● Instrucción escrita 1
Extrae completo y sin cambios el texto sobre el declive de la natalidad.

● Texto proporcionado
Algunas causas del declive de la natalidad en medio mundo

Natalidad.
Natalidad.

 

  

 Las razones de los grandes temores demográficos que arrancaron con Malthus han cambiado completamente de signo. Del miedo al exceso de población, estamos pasando al gran susto del envejecimiento. Los famosos informes del Club de Roma en los setenta dieron alas de progreso al control de nacimientos. Al contrario, la defensa de la natalidad se asociaba a la derecha reaccionaria y muy pronto a los extremismos emergentes. 

    Quienes no han actualizado su imaginario rechazarán por completo la llamada del presidente Macron al “rearme demográfico” de Francia. Probablemente lo incluirán en el argumentario para reprochar la evolución política hacia el centro, cuando no a la derecha. Con mayor motivo cuando, tras el gobierno interpartidista configurado tras la última crisis, Gabriel Attal ha sacrificado promesas en favor del medio ambiente para atemperar la revuelta agraria.

● Filas dadas
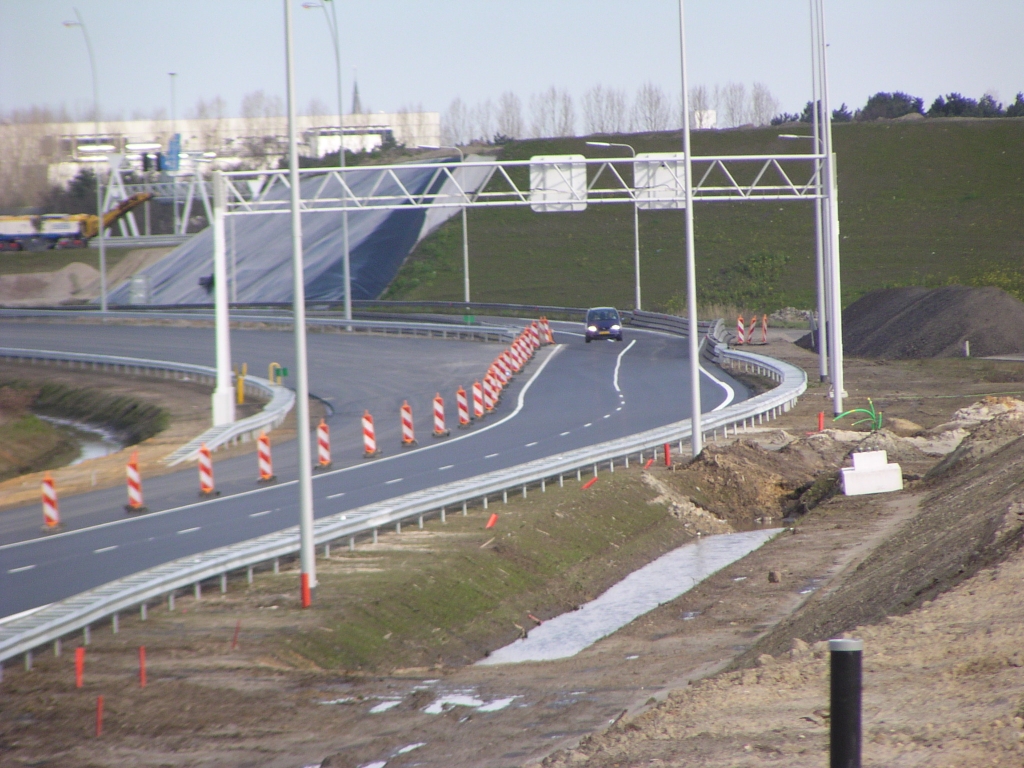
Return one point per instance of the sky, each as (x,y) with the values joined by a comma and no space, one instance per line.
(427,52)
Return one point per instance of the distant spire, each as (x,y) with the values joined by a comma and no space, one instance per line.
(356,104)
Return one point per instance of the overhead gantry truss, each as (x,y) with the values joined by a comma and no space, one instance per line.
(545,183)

--

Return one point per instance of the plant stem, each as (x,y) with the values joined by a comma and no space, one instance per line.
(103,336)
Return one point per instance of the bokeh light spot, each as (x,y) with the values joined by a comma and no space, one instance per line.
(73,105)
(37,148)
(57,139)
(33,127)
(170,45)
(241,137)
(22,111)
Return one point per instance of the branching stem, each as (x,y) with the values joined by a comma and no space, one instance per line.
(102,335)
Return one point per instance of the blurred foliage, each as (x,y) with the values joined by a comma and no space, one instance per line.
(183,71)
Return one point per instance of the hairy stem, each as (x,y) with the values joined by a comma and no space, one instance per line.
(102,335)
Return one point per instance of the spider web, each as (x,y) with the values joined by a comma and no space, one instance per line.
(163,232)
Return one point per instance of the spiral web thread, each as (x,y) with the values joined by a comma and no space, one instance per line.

● Instrucción escrita 2
Cuenta las líneas de las filas que contienen la cadena "stem". Responde solo con el número.

● Respuesta 1
Algunas causas del declive de la natalidad en medio mundo

Natalidad.
Natalidad.

 

  

 Las razones de los grandes temores demográficos que arrancaron con Malthus han cambiado completamente de signo. Del miedo al exceso de población, estamos pasando al gran susto del envejecimiento. Los famosos informes del Club de Roma en los setenta dieron alas de progreso al control de nacimientos. Al contrario, la defensa de la natalidad se asociaba a la derecha reaccionaria y muy pronto a los extremismos emergentes. 

    Quienes no han actualizado su imaginario rechazarán por completo la llamada del presidente Macron al “rearme demográfico” de Francia. Probablemente lo incluirán en el argumentario para reprochar la evolución política hacia el centro, cuando no a la derecha. Con mayor motivo cuando, tras el gobierno interpartidista configurado tras la última crisis, Gabriel Attal ha sacrificado promesas en favor del medio ambiente para atemperar la revuelta agraria.

● Respuesta 2
3